TASK REQUIREMENTS -> From the entries below, reproduce verbatim every line from the one containing "Note: pick out the coral" through the one containing "column 250, row 394", including both of those lines.

^^^^

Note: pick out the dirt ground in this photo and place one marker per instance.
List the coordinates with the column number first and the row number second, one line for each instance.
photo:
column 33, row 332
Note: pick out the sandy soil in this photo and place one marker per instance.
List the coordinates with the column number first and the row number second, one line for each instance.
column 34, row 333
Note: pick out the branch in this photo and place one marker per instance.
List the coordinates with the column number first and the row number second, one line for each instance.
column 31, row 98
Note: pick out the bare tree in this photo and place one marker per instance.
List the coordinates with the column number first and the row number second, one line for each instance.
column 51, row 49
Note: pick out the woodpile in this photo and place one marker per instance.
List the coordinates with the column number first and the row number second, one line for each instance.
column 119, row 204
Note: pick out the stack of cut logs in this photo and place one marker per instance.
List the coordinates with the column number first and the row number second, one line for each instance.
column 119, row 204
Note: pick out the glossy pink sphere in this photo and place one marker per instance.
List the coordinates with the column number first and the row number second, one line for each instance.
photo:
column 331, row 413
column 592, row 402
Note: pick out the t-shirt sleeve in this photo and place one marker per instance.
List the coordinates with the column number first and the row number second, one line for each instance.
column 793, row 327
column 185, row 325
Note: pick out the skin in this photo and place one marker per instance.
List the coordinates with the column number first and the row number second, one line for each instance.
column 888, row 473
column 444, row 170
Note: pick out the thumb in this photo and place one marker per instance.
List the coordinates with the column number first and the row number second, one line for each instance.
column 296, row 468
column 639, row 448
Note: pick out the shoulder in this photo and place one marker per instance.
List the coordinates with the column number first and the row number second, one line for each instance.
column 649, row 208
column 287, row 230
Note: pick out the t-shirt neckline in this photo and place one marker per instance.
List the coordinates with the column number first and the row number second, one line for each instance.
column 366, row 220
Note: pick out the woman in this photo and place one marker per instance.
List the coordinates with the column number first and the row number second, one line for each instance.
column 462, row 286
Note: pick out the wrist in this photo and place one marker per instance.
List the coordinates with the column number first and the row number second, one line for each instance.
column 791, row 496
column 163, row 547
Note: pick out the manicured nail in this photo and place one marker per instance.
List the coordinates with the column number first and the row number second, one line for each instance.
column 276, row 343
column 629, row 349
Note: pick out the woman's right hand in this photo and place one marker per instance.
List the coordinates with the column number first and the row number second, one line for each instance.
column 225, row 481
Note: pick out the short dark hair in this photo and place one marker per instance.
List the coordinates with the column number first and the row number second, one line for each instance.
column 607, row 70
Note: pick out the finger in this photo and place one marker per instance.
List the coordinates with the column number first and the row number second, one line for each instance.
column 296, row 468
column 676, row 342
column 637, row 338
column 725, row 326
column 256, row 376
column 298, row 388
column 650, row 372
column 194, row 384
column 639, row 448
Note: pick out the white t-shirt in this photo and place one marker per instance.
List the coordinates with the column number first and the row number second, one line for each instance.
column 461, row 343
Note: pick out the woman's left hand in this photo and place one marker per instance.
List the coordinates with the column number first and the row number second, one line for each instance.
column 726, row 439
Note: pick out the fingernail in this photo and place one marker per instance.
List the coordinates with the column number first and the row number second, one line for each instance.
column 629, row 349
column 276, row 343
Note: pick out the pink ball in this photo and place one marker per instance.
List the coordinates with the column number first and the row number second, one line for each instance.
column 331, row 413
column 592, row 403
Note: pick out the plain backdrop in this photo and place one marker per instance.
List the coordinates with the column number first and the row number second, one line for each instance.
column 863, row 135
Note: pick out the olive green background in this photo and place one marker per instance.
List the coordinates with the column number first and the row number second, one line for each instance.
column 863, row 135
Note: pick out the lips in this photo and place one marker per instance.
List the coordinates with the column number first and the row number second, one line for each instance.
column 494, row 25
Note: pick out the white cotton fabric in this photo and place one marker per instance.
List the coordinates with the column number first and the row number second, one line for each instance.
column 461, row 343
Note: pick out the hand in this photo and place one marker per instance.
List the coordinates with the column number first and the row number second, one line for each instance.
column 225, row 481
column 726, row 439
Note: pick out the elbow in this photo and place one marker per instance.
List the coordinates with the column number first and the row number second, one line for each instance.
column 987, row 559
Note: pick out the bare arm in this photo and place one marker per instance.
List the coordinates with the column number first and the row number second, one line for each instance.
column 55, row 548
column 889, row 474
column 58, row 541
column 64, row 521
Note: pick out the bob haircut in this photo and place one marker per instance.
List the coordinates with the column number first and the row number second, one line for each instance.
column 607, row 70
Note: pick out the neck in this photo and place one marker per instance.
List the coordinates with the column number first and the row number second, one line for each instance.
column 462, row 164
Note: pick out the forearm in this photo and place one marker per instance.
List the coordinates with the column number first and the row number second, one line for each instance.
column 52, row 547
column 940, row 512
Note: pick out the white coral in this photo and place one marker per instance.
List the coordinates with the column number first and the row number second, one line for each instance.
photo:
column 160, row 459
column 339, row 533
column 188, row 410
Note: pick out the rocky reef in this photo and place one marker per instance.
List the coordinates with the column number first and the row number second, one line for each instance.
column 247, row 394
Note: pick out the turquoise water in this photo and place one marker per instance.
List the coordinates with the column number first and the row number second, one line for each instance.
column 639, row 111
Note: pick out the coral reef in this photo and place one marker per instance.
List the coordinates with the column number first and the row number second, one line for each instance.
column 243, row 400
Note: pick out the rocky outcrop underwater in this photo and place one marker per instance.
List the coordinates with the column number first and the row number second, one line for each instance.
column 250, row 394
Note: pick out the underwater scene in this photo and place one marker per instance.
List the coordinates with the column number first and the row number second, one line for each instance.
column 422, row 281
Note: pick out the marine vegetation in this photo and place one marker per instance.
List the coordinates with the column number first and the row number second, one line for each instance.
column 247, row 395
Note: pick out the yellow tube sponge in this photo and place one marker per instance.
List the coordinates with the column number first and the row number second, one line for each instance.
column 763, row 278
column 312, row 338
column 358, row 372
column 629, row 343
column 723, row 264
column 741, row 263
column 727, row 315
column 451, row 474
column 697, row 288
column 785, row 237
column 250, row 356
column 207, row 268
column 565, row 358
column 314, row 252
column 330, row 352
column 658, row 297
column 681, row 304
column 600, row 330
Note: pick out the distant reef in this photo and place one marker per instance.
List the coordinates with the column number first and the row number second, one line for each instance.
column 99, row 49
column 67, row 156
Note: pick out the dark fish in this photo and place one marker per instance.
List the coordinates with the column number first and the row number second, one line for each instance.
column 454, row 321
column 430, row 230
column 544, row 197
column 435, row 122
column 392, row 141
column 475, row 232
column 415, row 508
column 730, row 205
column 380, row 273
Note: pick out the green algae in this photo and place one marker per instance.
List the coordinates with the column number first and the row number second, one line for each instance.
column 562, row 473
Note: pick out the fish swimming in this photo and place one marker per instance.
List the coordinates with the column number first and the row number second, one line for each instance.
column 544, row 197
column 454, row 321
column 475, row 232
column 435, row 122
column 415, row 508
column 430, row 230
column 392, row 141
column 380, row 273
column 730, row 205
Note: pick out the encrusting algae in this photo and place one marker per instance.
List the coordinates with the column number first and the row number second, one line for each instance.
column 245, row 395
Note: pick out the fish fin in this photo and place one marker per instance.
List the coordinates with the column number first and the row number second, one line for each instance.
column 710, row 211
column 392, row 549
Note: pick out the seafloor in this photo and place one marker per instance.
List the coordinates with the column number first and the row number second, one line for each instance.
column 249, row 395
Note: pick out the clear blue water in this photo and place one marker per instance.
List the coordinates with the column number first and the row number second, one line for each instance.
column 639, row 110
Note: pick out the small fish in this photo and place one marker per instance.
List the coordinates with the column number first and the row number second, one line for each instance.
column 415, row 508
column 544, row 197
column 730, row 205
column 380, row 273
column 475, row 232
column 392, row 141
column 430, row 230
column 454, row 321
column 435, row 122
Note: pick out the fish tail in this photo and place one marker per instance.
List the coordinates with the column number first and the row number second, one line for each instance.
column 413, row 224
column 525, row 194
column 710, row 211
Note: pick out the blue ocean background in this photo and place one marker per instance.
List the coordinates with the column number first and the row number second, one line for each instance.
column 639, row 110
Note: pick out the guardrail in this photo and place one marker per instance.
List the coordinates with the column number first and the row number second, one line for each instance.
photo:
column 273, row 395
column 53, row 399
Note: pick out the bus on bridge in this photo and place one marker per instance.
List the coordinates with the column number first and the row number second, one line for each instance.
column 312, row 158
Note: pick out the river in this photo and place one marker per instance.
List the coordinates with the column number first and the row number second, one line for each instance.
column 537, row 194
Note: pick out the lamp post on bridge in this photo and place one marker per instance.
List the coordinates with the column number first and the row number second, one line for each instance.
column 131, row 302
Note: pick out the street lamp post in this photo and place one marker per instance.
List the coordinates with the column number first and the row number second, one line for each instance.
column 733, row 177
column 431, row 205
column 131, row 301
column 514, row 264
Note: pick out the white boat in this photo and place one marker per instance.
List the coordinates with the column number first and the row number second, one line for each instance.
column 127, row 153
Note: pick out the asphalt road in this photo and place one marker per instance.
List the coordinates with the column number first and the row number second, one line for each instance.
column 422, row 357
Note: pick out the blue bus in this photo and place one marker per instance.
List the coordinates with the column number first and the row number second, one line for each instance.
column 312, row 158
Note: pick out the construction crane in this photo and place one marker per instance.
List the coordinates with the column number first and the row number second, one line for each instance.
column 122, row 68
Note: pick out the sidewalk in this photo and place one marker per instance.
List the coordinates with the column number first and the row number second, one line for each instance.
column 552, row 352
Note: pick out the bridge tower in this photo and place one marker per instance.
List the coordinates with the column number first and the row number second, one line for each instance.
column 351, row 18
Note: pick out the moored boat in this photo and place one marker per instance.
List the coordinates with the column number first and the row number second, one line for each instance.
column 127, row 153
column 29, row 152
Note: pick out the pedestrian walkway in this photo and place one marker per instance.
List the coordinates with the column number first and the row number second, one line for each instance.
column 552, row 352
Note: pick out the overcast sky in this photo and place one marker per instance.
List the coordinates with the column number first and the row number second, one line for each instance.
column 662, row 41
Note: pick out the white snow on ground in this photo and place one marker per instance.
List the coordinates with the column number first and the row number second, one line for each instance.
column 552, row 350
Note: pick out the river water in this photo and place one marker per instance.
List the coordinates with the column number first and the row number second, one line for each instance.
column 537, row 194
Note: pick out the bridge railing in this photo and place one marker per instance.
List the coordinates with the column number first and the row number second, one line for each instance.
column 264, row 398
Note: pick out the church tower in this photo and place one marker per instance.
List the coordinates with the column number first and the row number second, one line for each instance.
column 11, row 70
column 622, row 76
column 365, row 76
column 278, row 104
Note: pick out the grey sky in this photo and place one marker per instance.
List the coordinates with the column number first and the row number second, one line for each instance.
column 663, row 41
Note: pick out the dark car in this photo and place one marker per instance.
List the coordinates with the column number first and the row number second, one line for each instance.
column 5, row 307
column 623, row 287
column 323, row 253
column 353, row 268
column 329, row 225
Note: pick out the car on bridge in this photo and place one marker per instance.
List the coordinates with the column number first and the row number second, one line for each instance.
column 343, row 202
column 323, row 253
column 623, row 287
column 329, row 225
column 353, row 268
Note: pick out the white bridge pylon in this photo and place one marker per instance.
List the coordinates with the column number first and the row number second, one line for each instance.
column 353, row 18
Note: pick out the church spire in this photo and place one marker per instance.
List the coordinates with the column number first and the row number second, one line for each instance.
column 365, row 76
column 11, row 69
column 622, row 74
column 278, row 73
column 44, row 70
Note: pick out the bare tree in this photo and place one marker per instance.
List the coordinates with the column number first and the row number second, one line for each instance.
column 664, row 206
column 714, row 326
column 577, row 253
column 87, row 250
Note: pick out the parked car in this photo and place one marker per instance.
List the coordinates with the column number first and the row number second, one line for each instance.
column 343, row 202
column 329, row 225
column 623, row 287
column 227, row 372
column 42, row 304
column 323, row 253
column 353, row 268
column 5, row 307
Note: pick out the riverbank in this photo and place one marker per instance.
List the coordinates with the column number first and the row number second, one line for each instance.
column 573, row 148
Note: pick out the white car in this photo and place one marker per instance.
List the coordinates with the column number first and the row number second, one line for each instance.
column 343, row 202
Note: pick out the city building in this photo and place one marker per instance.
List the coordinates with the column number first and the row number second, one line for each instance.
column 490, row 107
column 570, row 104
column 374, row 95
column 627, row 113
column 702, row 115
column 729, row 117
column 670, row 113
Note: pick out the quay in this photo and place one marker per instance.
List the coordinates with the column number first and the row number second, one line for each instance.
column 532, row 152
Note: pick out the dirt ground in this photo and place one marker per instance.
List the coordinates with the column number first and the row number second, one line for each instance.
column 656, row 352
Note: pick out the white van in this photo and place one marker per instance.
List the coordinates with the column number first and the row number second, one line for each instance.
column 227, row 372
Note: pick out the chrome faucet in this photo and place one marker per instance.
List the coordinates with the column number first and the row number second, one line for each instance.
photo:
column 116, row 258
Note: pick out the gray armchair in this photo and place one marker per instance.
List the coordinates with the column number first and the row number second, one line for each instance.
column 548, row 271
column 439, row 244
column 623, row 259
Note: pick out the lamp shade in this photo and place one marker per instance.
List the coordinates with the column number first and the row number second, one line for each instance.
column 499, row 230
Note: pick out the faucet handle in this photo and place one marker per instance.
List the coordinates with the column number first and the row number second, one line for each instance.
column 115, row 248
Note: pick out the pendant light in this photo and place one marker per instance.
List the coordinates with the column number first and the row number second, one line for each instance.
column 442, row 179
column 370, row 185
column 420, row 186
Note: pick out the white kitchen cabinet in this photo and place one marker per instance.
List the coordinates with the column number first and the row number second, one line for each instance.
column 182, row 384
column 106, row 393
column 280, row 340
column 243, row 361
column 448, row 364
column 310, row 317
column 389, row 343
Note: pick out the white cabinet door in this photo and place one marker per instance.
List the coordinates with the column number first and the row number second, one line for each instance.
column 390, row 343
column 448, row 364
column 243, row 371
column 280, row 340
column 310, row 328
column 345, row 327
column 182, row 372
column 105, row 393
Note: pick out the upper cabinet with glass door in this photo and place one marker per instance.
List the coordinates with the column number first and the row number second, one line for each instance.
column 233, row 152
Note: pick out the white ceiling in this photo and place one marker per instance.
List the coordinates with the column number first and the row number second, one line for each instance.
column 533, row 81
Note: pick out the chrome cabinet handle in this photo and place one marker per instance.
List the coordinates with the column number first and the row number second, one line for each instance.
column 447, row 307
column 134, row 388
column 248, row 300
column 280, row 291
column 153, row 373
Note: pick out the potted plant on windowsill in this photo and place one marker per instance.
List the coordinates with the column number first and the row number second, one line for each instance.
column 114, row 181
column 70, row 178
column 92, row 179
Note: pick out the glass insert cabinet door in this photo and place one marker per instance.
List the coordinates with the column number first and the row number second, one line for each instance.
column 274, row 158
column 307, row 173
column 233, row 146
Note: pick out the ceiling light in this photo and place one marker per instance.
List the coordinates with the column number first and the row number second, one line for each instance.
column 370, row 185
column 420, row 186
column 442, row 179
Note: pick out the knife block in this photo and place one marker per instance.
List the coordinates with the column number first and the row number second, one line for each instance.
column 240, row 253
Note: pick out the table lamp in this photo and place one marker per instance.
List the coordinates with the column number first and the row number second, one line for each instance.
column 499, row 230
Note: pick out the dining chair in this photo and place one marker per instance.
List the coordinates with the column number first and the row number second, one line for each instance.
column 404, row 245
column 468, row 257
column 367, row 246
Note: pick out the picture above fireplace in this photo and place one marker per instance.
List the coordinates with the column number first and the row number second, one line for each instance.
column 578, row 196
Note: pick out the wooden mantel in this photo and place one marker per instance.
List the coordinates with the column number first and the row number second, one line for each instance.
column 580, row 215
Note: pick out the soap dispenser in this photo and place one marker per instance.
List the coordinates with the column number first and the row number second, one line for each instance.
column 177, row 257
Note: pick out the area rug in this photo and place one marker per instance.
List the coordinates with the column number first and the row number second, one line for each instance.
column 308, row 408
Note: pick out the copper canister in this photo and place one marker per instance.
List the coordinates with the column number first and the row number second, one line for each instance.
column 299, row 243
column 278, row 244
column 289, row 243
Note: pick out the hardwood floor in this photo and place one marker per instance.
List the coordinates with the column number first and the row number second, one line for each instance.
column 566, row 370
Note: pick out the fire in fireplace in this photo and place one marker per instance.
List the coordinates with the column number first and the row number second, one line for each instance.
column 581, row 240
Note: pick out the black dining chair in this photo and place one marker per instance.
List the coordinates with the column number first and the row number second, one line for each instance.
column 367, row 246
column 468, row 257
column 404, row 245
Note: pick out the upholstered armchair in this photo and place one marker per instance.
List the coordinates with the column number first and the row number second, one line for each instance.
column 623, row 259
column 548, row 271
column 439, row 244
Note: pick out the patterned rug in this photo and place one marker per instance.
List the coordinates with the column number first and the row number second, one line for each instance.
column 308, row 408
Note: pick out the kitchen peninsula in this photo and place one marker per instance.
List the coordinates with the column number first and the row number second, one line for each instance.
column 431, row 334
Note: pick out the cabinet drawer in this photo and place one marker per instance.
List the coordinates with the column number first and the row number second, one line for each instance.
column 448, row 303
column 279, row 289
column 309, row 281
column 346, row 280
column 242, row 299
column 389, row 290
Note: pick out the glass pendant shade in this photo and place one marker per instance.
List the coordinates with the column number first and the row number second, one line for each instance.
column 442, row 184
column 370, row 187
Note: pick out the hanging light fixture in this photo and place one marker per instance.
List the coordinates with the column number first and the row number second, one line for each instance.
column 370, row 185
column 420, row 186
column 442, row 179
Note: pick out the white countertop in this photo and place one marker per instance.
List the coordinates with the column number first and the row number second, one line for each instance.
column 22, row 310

^^^^

TASK RESPONSE ->
Note: pick out the coral reef in this photo and place one marker per instance.
List the coordinates with the column number first and the row number second, one line for each instance.
column 243, row 400
Note: pick out the rocky outcrop underwater in this photo and place one marker per instance.
List the coordinates with the column number first and the row number second, one line for each instance.
column 250, row 394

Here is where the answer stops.